Problem to solve — Reproduce the section of the listing that begins at the line containing "Phrase: parked car" and finishes at the line containing "Phrase: motorboat". Include both end lines and nothing beyond them.

Extracted material —
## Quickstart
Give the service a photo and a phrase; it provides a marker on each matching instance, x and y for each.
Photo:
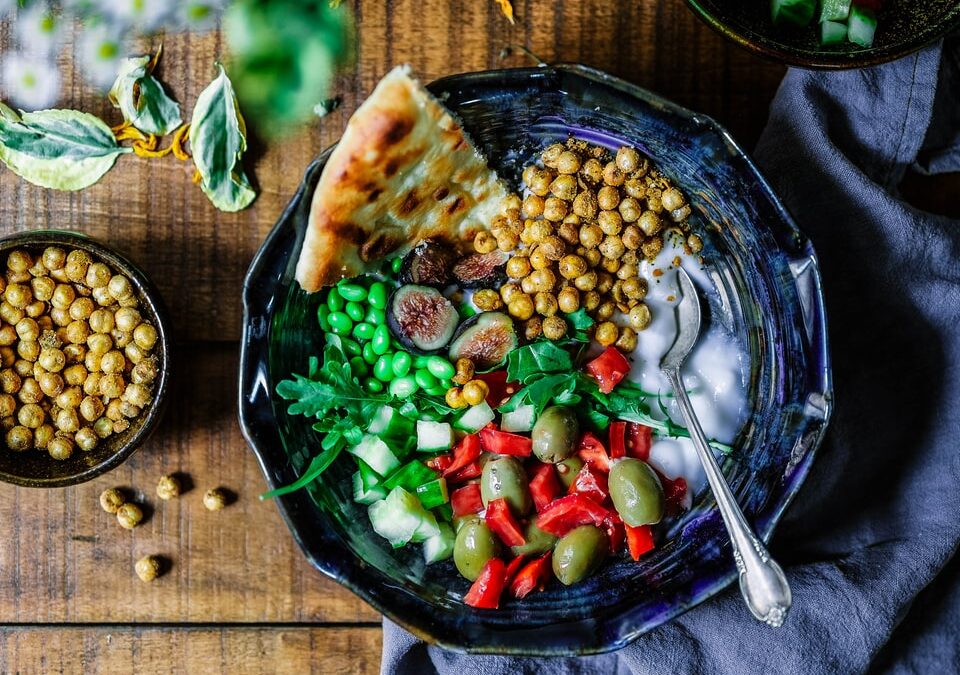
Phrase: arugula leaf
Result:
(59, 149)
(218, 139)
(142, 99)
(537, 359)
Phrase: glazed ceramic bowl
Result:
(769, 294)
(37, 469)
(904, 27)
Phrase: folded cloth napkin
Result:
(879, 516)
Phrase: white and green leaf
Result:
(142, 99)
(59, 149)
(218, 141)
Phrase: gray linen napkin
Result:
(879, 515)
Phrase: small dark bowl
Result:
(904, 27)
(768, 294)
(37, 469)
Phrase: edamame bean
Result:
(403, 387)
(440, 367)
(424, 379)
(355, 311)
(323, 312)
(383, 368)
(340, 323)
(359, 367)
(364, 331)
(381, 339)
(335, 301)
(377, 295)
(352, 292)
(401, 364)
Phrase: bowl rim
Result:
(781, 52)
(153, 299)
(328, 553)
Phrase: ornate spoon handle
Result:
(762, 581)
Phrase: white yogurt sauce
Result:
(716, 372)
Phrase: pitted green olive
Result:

==

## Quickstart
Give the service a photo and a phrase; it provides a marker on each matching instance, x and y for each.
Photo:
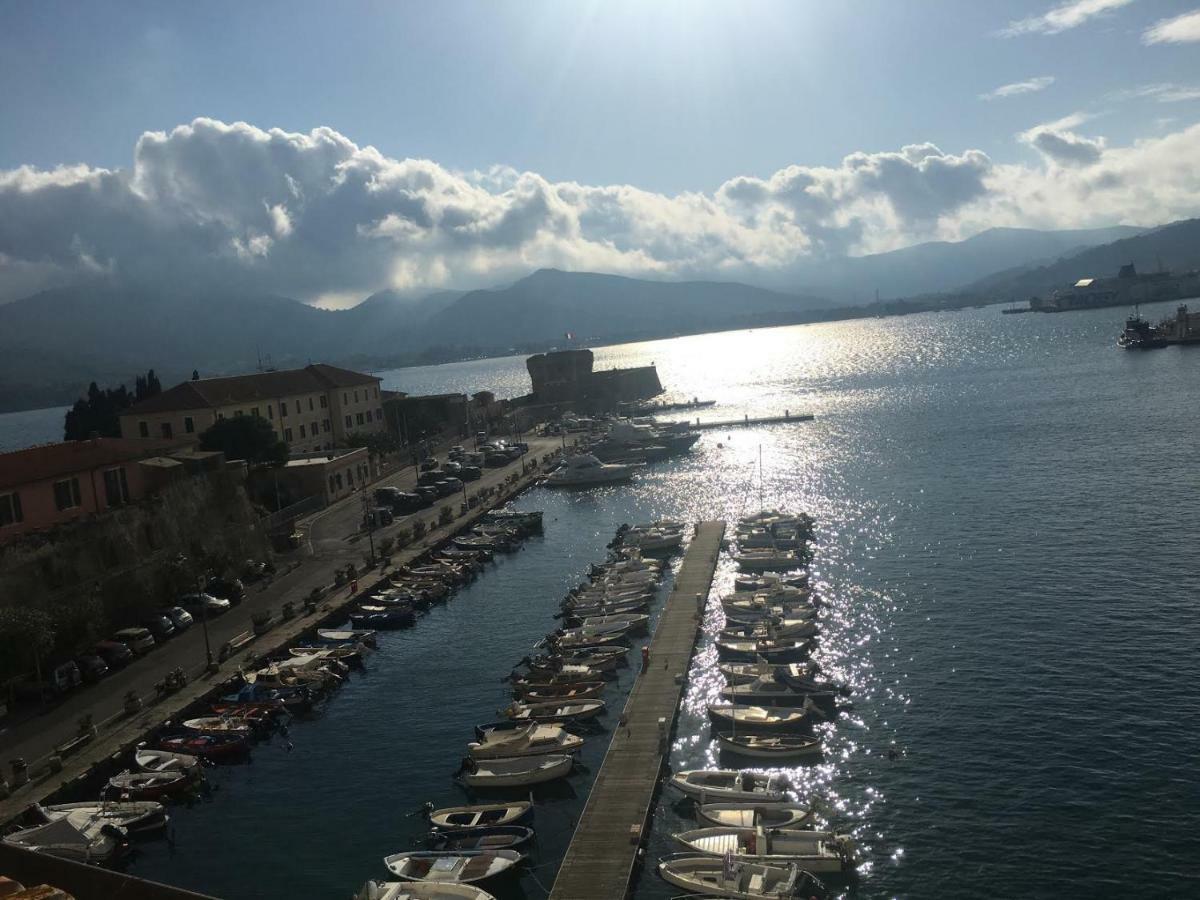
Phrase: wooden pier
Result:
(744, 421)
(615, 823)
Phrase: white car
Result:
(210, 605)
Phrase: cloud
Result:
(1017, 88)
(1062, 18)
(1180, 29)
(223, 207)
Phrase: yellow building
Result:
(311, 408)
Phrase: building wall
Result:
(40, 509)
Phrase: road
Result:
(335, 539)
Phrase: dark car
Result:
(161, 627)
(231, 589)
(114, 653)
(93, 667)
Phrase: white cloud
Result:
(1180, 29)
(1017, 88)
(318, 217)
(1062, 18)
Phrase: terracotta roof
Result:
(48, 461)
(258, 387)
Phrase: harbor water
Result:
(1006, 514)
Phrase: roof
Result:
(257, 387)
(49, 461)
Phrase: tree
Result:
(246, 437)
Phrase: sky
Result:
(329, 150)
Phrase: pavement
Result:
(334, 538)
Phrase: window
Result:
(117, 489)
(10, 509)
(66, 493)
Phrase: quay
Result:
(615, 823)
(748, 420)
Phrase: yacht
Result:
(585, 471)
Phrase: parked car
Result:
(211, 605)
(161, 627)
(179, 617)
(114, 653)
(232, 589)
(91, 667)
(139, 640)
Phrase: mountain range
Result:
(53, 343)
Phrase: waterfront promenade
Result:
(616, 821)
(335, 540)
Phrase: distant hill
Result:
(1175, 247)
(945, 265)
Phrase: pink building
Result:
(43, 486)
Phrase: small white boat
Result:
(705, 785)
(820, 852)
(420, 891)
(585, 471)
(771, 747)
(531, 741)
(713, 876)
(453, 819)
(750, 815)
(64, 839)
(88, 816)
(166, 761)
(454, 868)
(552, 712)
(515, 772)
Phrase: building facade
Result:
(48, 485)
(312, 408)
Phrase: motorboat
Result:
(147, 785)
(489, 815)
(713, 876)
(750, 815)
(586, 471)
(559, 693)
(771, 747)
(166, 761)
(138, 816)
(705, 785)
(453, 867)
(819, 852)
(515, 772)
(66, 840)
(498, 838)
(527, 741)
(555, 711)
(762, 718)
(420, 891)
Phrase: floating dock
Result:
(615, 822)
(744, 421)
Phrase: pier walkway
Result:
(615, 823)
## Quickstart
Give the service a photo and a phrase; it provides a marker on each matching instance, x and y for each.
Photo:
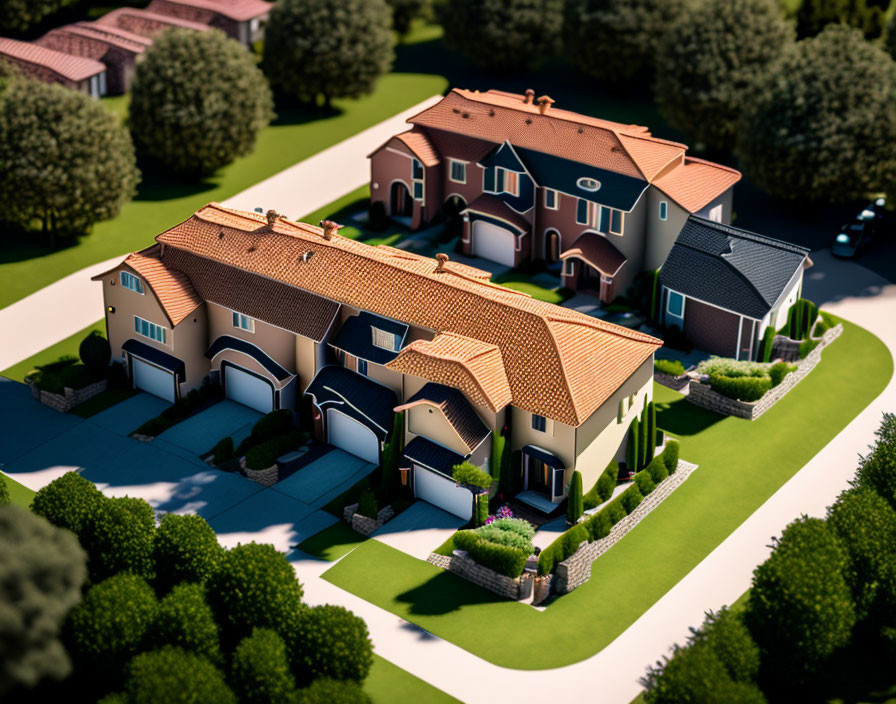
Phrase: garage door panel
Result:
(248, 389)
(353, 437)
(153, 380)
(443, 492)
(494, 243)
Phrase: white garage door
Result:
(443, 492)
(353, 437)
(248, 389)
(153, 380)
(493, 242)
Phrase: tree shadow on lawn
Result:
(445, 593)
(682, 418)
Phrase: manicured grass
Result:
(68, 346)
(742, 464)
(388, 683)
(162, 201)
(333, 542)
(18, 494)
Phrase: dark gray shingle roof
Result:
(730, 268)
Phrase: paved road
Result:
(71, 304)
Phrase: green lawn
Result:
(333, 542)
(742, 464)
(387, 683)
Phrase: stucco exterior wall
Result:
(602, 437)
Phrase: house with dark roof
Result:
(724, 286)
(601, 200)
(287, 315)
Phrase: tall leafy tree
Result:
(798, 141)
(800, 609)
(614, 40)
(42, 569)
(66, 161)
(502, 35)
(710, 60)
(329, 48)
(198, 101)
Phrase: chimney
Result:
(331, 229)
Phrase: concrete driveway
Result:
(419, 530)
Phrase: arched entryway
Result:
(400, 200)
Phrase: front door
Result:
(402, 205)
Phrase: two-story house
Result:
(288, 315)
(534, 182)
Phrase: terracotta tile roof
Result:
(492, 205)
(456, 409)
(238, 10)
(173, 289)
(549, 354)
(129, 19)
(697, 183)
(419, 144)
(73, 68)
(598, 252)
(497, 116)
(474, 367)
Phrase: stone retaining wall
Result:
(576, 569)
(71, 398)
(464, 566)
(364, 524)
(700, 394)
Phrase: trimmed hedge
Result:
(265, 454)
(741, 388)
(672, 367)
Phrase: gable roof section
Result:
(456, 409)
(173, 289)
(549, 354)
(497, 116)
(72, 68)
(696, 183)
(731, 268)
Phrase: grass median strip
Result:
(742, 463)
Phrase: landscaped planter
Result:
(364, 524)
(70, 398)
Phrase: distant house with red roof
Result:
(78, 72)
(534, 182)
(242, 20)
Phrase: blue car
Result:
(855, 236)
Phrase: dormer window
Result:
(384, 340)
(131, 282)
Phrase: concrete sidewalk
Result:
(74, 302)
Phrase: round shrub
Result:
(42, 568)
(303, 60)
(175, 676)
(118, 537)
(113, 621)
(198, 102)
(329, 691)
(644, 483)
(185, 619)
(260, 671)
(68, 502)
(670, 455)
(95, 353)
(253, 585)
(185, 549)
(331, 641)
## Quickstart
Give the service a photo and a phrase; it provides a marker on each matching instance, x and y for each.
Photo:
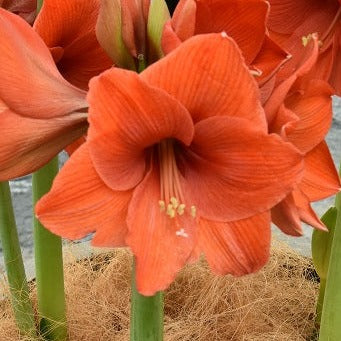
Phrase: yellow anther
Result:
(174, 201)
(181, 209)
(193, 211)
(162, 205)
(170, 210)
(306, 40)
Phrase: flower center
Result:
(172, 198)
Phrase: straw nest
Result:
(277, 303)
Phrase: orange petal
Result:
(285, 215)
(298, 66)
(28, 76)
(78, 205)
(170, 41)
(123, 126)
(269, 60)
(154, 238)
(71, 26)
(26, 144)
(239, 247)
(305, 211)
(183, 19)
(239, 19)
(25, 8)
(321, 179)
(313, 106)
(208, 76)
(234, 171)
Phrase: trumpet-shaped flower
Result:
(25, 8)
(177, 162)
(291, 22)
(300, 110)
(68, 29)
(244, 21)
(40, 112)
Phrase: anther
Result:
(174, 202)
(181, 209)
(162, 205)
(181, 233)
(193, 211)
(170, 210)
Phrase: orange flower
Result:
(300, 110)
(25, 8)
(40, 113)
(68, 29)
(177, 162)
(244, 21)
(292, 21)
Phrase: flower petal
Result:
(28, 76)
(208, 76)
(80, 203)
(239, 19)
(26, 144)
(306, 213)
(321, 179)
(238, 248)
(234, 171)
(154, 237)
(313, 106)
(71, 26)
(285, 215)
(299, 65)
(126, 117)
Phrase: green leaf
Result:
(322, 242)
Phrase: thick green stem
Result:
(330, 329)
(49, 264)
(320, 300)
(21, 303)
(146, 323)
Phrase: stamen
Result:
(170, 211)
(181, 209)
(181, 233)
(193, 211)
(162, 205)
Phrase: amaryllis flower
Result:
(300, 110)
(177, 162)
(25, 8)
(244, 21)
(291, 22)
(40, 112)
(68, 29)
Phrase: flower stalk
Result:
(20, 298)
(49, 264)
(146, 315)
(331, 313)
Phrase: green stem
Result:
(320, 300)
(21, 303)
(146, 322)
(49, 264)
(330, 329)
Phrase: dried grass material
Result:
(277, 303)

---

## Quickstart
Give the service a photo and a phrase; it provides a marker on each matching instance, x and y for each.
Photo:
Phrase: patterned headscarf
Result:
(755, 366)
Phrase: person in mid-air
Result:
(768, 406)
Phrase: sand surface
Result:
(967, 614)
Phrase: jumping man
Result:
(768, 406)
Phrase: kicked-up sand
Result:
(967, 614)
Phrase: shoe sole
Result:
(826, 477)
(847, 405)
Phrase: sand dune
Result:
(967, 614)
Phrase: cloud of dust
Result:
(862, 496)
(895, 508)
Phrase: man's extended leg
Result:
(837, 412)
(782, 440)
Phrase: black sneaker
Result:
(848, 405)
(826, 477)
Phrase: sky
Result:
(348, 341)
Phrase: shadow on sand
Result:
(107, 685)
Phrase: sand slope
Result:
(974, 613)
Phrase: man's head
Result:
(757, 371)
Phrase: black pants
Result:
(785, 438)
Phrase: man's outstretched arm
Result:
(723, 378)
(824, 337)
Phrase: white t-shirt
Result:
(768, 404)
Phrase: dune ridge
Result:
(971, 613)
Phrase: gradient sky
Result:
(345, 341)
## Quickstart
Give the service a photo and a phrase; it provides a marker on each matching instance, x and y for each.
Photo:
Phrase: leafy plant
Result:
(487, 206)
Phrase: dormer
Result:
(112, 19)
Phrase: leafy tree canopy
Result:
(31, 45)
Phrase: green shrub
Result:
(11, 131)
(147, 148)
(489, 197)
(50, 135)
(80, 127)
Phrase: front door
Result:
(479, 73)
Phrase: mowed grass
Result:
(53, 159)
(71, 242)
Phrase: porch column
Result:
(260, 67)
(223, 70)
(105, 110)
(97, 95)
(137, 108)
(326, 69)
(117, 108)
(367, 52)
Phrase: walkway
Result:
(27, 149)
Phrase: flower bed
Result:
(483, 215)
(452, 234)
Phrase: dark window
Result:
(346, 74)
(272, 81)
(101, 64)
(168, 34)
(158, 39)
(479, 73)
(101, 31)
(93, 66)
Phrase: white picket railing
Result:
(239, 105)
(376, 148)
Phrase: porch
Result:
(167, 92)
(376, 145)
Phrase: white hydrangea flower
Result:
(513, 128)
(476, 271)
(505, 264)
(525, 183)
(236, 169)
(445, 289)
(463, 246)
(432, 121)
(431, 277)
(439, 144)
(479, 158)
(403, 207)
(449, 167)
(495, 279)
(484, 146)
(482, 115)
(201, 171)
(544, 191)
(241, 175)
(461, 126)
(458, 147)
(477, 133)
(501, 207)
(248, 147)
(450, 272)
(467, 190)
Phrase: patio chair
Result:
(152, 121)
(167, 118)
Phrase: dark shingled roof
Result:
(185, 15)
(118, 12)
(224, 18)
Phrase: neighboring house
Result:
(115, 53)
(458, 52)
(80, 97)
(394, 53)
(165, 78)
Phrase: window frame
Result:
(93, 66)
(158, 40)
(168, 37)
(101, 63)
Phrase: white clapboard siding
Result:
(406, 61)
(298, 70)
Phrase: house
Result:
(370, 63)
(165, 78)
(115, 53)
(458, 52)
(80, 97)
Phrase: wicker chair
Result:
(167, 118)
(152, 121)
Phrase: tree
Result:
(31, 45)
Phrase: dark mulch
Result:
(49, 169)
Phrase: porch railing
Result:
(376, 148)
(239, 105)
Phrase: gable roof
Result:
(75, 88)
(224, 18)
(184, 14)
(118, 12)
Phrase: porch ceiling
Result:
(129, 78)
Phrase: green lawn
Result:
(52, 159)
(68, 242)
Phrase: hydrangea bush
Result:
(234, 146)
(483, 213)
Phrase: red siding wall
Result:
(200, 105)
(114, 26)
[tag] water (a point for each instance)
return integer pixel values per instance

Answer to the exercise —
Phrase: parked car
Result:
(211, 605)
(161, 627)
(179, 617)
(114, 653)
(232, 589)
(91, 667)
(139, 640)
Phrase: mountain range
Result:
(53, 343)
Phrase: waterfront promenade
Result:
(616, 821)
(335, 540)
Phrase: distant hill
Result:
(1175, 247)
(945, 265)
Phrase: pink building
Result:
(43, 486)
Phrase: small white boat
Result:
(705, 785)
(820, 852)
(420, 891)
(585, 471)
(771, 747)
(531, 741)
(713, 876)
(453, 819)
(750, 815)
(64, 839)
(88, 816)
(166, 761)
(454, 868)
(552, 712)
(515, 772)
Phrase: building facade
Result:
(48, 485)
(312, 408)
Phrase: motorboat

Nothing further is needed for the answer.